- [Что сделать]
(a) Переведите на английский предложение из отрывка о Ване: «Решающим преимуществом оказалось его умение обращаться с людьми как бы играючи».
(b) Продолжите отрывок о Ване, начав сразу после его последнего предложения.

- [Текст для работы]
Решительно нахмуренный низкий лоб; под ним глаза — то печальные и полные беспокойства, то вдруг вспыхивающие слепой яростью. И широкий крестьянский рот с выпяченной нижней губой производил такое же впечатление: иногда раззявливался, как голодная волчья пасть, но чаще оставался вялым, безвольным.
Они [бродяги] представляли его человеком мягкосердечным, но наделенным огромной физической силой, которую он не знал как употребить. Время от времени им овладевают опасные демоны, которых, однако, он научился усмирять.
Впрочем, благодаря прогулкам в долину Ван уже вновь обрел свою дерзкую, по-детски непосредственную веселость. […]
Решающим преимуществом оказалось его умение обращаться с людьми как бы играючи. […]
Люди постарше его побаивались. Их поражала его способность по-детски заигрываться […]
В портрете Вана, конечно, образ единорога/оленя — лишь каркас, на который наслаивается многое другое (Ван вообще — самый сложный, именно в силу наличия у него множества потенциальных способностей, тщательнее других выписанный персонаж романа); и все же умение Дёблина разглядеть за религиозным образом чувства людей, отлившиеся в этот образ, свидетельствует о его неординарном историческом чутье.

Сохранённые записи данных
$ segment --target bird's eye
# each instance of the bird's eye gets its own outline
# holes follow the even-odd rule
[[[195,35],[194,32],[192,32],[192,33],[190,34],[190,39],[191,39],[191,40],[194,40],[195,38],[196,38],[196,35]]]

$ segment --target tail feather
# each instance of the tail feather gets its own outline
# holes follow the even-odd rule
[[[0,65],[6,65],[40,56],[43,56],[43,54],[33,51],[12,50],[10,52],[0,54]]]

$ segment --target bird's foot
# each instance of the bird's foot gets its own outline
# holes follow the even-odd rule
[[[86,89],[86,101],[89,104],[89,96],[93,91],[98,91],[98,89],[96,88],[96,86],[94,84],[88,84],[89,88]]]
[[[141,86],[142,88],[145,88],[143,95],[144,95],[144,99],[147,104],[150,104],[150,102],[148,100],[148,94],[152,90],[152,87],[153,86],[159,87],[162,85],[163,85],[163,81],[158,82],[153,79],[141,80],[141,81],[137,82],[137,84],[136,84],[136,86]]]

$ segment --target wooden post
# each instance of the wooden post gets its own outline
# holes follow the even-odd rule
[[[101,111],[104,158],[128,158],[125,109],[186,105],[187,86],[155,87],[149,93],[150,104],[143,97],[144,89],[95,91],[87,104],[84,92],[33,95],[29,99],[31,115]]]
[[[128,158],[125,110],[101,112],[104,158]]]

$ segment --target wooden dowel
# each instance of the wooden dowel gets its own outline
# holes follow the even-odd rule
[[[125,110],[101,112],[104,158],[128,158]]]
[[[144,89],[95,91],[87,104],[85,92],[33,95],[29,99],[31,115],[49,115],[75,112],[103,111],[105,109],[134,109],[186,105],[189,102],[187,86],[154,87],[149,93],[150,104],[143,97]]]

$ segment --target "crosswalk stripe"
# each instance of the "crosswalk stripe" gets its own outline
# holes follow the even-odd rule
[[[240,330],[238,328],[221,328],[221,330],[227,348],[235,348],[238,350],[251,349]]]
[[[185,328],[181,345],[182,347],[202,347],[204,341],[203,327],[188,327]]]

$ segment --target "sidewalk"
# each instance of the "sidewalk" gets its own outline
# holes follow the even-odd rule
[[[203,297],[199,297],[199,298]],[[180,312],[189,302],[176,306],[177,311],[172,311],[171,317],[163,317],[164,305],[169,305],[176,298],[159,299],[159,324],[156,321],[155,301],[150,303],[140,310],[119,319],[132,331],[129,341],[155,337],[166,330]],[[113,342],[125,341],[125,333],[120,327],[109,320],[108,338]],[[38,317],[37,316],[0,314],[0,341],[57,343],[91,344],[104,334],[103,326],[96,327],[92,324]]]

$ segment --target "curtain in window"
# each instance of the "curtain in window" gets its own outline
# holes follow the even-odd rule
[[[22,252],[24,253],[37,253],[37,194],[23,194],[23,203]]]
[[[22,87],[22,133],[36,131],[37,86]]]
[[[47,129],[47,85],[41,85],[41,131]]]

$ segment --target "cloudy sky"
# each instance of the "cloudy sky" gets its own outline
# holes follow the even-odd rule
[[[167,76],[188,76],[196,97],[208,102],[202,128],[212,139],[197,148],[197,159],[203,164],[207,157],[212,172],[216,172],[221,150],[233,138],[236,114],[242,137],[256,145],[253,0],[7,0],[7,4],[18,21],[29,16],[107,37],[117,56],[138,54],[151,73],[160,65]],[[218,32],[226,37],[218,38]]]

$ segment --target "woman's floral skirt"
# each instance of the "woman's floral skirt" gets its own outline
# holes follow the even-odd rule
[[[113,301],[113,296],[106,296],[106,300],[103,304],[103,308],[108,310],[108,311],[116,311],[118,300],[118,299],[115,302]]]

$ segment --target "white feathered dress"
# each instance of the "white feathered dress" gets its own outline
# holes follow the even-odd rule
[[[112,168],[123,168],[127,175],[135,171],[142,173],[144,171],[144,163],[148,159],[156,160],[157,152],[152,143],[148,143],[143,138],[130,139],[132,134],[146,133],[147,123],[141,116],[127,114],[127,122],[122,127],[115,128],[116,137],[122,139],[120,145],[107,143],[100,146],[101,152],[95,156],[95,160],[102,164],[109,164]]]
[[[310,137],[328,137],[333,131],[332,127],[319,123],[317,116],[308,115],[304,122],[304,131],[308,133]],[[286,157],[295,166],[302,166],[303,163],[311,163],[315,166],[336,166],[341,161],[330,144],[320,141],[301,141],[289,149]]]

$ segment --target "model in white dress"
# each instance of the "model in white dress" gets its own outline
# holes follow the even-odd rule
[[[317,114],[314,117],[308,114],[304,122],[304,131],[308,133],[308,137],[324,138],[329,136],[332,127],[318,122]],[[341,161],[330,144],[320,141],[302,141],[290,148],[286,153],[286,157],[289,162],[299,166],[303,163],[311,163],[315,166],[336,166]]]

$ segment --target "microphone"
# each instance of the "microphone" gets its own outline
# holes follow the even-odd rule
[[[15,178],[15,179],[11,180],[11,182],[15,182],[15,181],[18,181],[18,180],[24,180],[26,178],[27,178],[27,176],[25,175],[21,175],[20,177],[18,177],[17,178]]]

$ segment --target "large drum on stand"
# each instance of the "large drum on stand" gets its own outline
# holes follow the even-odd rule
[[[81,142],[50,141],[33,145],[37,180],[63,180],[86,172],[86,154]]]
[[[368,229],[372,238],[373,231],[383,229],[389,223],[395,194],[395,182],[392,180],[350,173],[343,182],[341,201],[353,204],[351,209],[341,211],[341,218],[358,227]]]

- [Ответы по порядку]
(a) His ability to deal with people almost playfully turned out to be the decisive advantage.

(b)
Что касается Ма Ноу, то он в романе отождествляется с драконом, это как будто бы следует из двух мест в тексте. Первый раз дракона — в не очень понятной связи — поминают «братья», встретившие Ма Ноу в тот час, когда их младшие товарищи насиловали женщин:
И потом гулкие мужские голоса в долине: «Ма Ноу, Ма Ноу, дракон летит! Ма Ноу, там ведь наши сестры!»
В другой раз Ма Ноу сравнивается со «зверем», который не называется, но чье описание соответствует китайскому «дракону облаков»:
Его [Ма Hoy. — Т.Б.] лицо приняло сходство с ликом крылатого зверя, чья голова, глаза, перья в полете непрерывно меняются под воздействием ветра; когда же он опускается на ветку дерева, черты его становятся неразличимыми: потому что нет уже ни ветра, ни полета.
Однако с этим отождествлением все не так просто, потому что в Китае дракон — самый распространенный символ власти, а значит, в некотором смысле «драконом» можно считать и Ван Луня, и императора, и всех вообще «лидеров», обладающих властью над жизнями людей. Действительно, Ван говорит о себе: «…я сам пуст внутри, я — пожелтевший лист, бумажный дракон, пестро раскрашенный и с сиреной в утробе, наподобие тех, которых на юге носят впереди похоронных процессий». И в другом месте, имея в виду свое повстанческое войско: «У меня — чешуйчатое тело дракона, растянувшееся на сотню ли. И я буду волочить его по земле, пока не найду красивую и теплую пещеру!»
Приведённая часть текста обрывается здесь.